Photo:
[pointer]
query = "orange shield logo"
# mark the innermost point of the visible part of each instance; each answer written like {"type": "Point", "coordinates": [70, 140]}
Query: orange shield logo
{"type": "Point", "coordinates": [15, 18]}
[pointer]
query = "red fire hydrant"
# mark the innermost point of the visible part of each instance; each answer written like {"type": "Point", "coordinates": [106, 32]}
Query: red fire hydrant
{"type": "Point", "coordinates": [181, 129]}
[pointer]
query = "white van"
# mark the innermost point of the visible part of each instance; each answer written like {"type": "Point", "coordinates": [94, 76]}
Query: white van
_ _ _ _ _
* _BRIEF_:
From the line containing "Query: red fire hydrant" to the last line of the data above, copy each line exactly and add nothing.

* _SOLUTION BELOW_:
Query: red fire hydrant
{"type": "Point", "coordinates": [181, 129]}
[pointer]
query = "white van"
# mark the innermost point of the visible part of each instance; each answer written like {"type": "Point", "coordinates": [94, 76]}
Query: white van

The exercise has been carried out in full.